Task statement ▸
Copy out the records precisely, omitting pictures.

Provided data ▸
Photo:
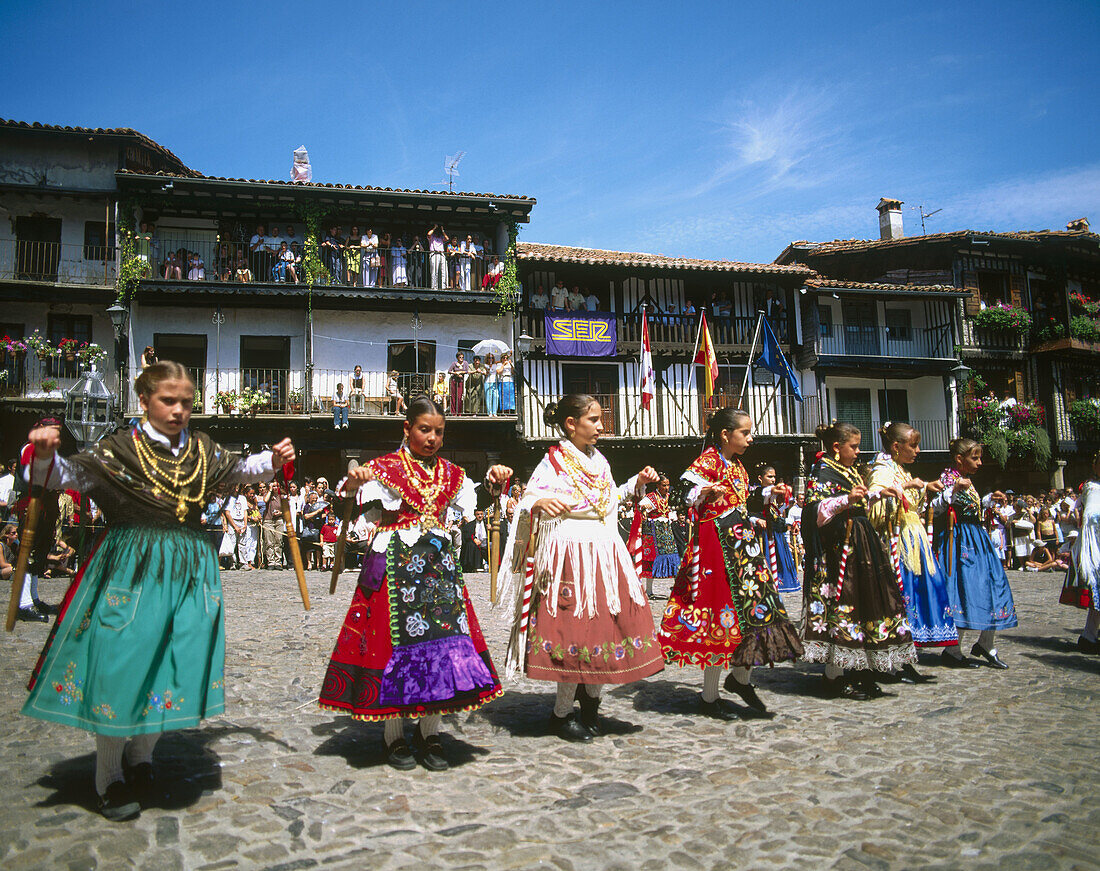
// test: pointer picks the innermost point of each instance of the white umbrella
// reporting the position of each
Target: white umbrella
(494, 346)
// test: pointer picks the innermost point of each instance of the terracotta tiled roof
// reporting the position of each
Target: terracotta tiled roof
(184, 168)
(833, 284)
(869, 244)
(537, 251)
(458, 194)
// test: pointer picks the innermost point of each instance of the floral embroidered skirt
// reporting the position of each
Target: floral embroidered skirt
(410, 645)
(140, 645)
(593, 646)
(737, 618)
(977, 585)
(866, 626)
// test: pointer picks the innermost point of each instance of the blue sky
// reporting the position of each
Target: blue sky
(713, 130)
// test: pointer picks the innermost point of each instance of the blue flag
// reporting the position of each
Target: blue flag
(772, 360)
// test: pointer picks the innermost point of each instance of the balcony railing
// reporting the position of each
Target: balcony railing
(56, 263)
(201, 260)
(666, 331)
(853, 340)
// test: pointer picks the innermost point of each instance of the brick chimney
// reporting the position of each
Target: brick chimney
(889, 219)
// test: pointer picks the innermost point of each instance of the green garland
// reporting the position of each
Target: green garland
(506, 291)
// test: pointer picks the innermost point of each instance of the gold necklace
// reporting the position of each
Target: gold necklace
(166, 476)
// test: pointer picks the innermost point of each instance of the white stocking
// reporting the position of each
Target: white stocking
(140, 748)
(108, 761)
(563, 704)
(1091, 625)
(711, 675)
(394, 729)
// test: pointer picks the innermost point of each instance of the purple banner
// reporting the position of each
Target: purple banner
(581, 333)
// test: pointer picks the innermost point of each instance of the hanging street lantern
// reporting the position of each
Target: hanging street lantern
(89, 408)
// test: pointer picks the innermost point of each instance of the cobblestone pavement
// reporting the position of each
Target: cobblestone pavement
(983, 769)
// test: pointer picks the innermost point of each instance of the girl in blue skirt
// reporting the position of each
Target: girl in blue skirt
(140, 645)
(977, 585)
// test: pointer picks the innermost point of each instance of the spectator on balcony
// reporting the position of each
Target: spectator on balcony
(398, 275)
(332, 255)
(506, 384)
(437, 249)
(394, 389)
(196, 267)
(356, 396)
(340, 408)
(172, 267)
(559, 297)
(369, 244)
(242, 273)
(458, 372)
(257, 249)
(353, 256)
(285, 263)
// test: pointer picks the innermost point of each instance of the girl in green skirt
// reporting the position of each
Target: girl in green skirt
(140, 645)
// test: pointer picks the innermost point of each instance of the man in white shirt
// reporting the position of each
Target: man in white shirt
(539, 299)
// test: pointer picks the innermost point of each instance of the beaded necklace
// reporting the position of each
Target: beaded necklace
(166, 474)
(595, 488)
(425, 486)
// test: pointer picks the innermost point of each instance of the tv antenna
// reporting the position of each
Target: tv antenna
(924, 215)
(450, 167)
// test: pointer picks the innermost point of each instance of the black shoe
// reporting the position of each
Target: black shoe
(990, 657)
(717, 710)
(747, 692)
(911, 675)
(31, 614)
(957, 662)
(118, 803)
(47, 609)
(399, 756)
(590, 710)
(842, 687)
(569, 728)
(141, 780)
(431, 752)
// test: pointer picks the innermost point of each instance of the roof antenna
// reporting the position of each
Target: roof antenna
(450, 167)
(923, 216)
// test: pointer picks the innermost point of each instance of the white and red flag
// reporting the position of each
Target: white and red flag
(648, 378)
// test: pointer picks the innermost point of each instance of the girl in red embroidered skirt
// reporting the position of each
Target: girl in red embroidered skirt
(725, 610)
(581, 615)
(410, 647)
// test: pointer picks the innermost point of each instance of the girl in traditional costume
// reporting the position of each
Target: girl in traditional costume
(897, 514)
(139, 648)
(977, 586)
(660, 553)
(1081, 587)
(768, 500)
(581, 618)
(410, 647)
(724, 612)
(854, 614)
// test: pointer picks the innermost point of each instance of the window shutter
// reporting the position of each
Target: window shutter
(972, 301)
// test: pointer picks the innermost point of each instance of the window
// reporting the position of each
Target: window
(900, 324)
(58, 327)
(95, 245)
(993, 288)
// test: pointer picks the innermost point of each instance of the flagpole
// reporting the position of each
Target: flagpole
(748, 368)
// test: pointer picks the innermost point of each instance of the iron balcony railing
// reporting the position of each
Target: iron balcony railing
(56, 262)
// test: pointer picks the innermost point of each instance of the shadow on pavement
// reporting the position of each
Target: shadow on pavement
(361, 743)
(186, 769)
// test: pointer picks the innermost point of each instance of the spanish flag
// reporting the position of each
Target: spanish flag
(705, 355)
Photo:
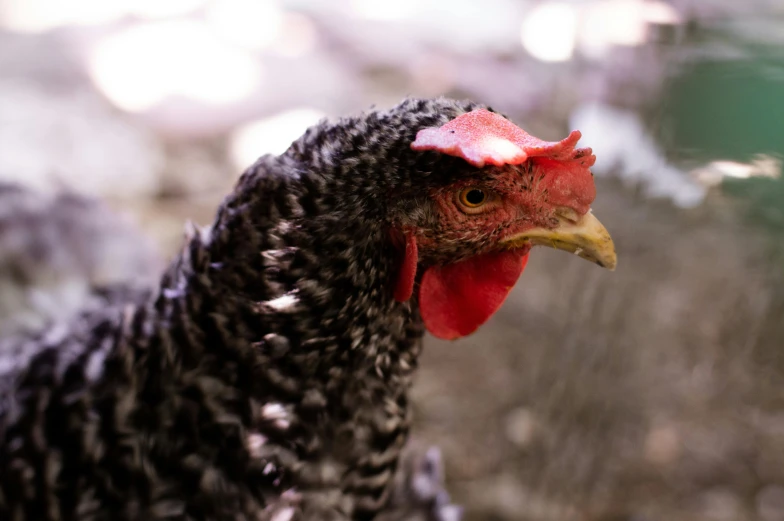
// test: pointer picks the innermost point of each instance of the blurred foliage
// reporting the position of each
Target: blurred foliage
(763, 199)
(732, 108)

Exercise output ▸
Photo:
// test: pointer picks the innermost point of each instance of the white umbrella
// reporting the position of each
Target: white umbrella
(494, 346)
// test: pointer picks the innermost point of each instance of the terracotta tiled roof
// reporting the position of each
Target: terracotta tiled roof
(184, 168)
(833, 284)
(869, 244)
(537, 251)
(458, 194)
// test: pointer picks the innermost point of each instance of the floral embroidered skirt
// reporting the position of each
Target: floral embroidered skirt
(410, 645)
(140, 645)
(593, 646)
(737, 618)
(977, 585)
(866, 626)
// test: pointer picks the innermost point of each instance of the blue sky
// reporting the position of each
Target: blue sky
(713, 130)
// test: pointer picks the innermost point of each instance of the blue flag
// reporting the position of each
Target: blue flag
(772, 360)
// test: pointer picks the innermost point of each instance of the balcony railing
// reporting the position of each
Target: balcony railing
(56, 263)
(201, 260)
(666, 331)
(853, 340)
// test: pointer picks the innermost point of each instance of the brick chimney
// reporting the position of each
Target: brick chimney
(889, 219)
// test: pointer picks the innermost point of each instance of the green garland
// reporting the position of each
Target: green garland
(506, 291)
// test: pointer picks the innermost point of each instance of the gold necklace
// reporting the position of each
Target: gold necklace
(166, 476)
// test: pointer picks the innermost point of each instance of the white stocking
// reporting the position of each
Target: white stocking
(140, 748)
(108, 761)
(563, 704)
(1091, 625)
(711, 675)
(394, 729)
// test: pointer picks the innermost point of each instance of the purple banner
// reporting the position of each
Target: purple banner
(581, 333)
// test: pointer picks the innermost point of each instance of the hanging street lantern
// reporting the position of each
Target: hanging street lantern
(89, 408)
// test: pointer picks the innermost point of each instance of the cobblestone pavement
// reporting the position of each
Target: cobblestone pavement
(983, 769)
// test: pointer picks the innermost point of each instance of the girl in blue skirt
// reporting the position of each
Target: girl in blue skirt
(140, 645)
(977, 585)
// test: pointer picks the innermost point of each instance of the spectator on balcony
// reporting the position of each
Target: spectator on balcony
(398, 275)
(332, 255)
(506, 384)
(437, 249)
(394, 389)
(196, 267)
(356, 396)
(340, 408)
(172, 267)
(559, 297)
(369, 244)
(242, 273)
(458, 372)
(257, 249)
(353, 256)
(285, 263)
// test: pointer picks the innermost point of each instance of the girl in green skirt
// reporting the position of each
Target: girl in green skirt
(140, 645)
// test: pointer picks the innermost point of each instance of the man in white shirt
// reporting the position of each
Target: man in white shirt
(539, 299)
// test: pointer picks the innermost point of each instance of the beaded necklace
// reporting the position of each
Target: beaded necklace
(166, 474)
(595, 488)
(425, 486)
// test: pointer picks the innermost point of each instance of the tv antenna
// reporting the position of each
Target: tv antenna
(924, 215)
(450, 167)
// test: pointer picks the innermost point of each instance of the black shoe
// reporting the position of each
Target: black shoe
(990, 657)
(717, 710)
(747, 692)
(911, 675)
(31, 614)
(957, 662)
(118, 803)
(47, 609)
(399, 756)
(590, 710)
(842, 687)
(569, 728)
(141, 780)
(431, 752)
// test: pointer picks the innermost point of each instance of the roof antenna
// reporting the position of each
Target: roof antenna
(450, 167)
(923, 216)
// test: pointer picks the innermost point of each instance of the white and red flag
// reporting the position of each
Target: white and red flag
(648, 378)
// test: pointer picks the innermost point of each instance of the girl in red embroidered skirt
// reporting the position of each
Target: girl in red embroidered skirt
(725, 610)
(581, 615)
(410, 647)
// test: pointer picks the innermost point of each instance of the girl in traditional costume
// reporting the position of each
Target: girl in traditional costume
(897, 514)
(139, 648)
(977, 586)
(660, 553)
(1081, 587)
(768, 500)
(581, 618)
(410, 647)
(724, 612)
(854, 614)
// test: pointer picks the innermost point of each instance of the window shutter
// reporting the position of each
Target: window shutter
(972, 301)
// test: pointer picks the innermost point of each instance of the window
// reporting the position of each
Target: window
(900, 324)
(58, 327)
(95, 245)
(993, 288)
// test: pointer picks the innermost point of each instance of the flagpole
// reporting the position of each
Target: flagpole
(748, 368)
// test: pointer picks the innermost point of each instance of the iron balcony railing
// reporting the position of each
Target: iron balcony railing
(56, 262)
// test: pointer picks the innermost point of each instance of the shadow on pavement
// reporting the position of each
Target: shadow on pavement
(361, 743)
(186, 769)
// test: pointer picks the innermost point of each instance of the spanish flag
// reporting the position of each
Target: spanish flag
(705, 355)
Photo:
// test: pointer picks the innermost point of each instance of the blurred foliage
// reporting the position of each
Target: blurred foliage
(763, 199)
(732, 108)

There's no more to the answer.